■ **設問 1**: FIREに関するコラムの内容と次の(a)〜(c)が合っているかどうかを、はいかいいえで答え、判断の決め手となる本文の語句をそのまま引用して添えること。(a) 監修者には1,000件以上のコンサルティング実績がある。(b) 監修者は1級ファイナンシャルプランニング技能士である。(c) Part1では、FIREを目指す目的が明確になっていないことを説明した。

■ **本文抜粋**:
--------------------------------------------------

岡部 達磨(ライフバランスプロデューサー)

監修者
岡部 達磨(ライフバランスプロデューサー)

いつ死んでも後悔しない、自分なりの幸せな人生をどうしたら構築できるか考え、学び、行動し、現在それを実現。月の半分以上はゴルフをしつつ、自分らしい理想の人生を手に入れたいと本気で思う人に寄り添うトータルコンサルタントとして活動中。これまでプロ野球選手、医師や経営者をメインに1,000件以上のコンサルティング実績。 2級ファイナンシャルプランニング技能士(国家資格)

「そのFIRE、ちょっと待った!(Part1)」、「そのFIRE、ちょっと待った!(Part2)」で、なぜそのように言うかという理由をご説明しましたが、このコラムではさらにその続きで、お伝えしていない理由についてご説明していきます。

1.理由おさらい

 「そのFIRE、ちょっと待った!(Part1)」、「そのFIRE、ちょっと待った!(Part2)」でご説明した、なぜそのように言うかという理由について、少しおさらいしたいと思います。詳しい内容についてはそれぞれのコラムをご覧ください。

「そのFIRE、ちょっと待った!(Part1)」でご説明したのは、何のためにFIREを目指し、資産形成するのかということが明確になっていない、ということでした。「仕事に縛られない自由な生活」に憧れを抱いただけで、ゴールを明確にしないままFIREを目指した方の末路についても事例を挙げてご紹介しました。本来手段であるはずの、資産形成することや、FIREすることそのものが目的となってしまっていては本末転倒であり、本来の目的と手段を定めた上で決断した方が良いとお伝えしました。

--------------------------------------------------

■ **設問 2**: 記録のうち、「In the picture above, where can the tall」を含む行から記録の最後までを書き直すこと。その際、「marking」を「placing」に置き換え、ほかは一切変えない。

■ **処理対象データ**:

--------------------------------------------------

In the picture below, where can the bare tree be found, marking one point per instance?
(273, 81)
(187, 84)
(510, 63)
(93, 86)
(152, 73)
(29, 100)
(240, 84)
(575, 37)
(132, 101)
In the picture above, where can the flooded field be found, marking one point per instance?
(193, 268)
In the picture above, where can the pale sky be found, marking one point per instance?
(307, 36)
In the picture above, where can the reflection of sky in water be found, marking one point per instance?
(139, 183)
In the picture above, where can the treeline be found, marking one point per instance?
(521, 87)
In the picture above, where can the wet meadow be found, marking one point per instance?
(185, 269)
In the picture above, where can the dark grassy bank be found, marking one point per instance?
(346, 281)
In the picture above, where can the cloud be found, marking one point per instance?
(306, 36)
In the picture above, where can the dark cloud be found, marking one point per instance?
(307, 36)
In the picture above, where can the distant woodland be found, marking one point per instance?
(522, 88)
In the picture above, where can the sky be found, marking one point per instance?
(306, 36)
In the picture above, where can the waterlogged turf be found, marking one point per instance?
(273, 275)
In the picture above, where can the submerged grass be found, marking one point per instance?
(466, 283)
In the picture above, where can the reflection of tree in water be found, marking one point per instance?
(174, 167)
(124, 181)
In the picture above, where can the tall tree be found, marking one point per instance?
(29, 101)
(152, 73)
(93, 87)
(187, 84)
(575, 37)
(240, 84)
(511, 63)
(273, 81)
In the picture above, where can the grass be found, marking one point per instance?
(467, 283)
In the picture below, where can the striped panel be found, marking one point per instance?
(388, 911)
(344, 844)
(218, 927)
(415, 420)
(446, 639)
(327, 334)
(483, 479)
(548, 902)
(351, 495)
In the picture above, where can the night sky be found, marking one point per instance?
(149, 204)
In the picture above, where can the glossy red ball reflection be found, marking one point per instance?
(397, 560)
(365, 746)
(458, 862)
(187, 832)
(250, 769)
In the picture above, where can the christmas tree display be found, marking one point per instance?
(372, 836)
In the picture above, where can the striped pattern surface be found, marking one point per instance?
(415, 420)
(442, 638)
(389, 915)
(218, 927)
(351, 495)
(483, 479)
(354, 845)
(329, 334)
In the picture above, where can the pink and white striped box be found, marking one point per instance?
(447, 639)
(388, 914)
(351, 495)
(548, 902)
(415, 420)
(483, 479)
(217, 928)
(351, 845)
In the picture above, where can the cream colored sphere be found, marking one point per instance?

--------------------------------------------------

■ **解答 1**:
(a) はい。「これまでプロ野球選手、医師や経営者をメインに1,000件以上のコンサルティング実績。」
(b) いいえ。「2級ファイナンシャルプランニング技能士(国家資格)」
(c) はい。「何のためにFIREを目指し、資産形成するのかということが明確になっていない、ということでした。」

■ **解答 2**:
In the picture above, where can the tall tree be found, placing one point per instance?
(29, 101)
(152, 73)
(93, 87)
(187, 84)
(575, 37)
(240, 84)
(511, 63)
(273, 81)
In the picture above, where can the grass be found, placing one point per instance?
(467, 283)
In the picture below, where can the striped panel be found, placing one point per instance?
(388, 911)
(344, 844)
(218, 927)
(415, 420)
(446, 639)
(327, 334)
(483, 479)
(548, 902)
(351, 495)
In the picture above, where can the night sky be found, placing one point per instance?
(149, 204)
In the picture above, where can the glossy red ball reflection be found, placing one point per instance?
(397, 560)
(365, 746)
(458, 862)
(187, 832)
(250, 769)
In the picture above, where can the christmas tree display be found, placing one point per instance?
(372, 836)
In the picture above, where can the striped pattern surface be found, placing one point per instance?
(415, 420)
(442, 638)
(389, 915)
(218, 927)
(351, 495)
(483, 479)
(354, 845)
(329, 334)
In the picture above, where can the pink and white striped box be found, placing one point per instance?
(447, 639)
(388, 914)
(351, 495)
(548, 902)
(415, 420)
(483, 479)
(217, 928)
(351, 845)
In the picture above, where can the cream colored sphere be found, placing one point per instance?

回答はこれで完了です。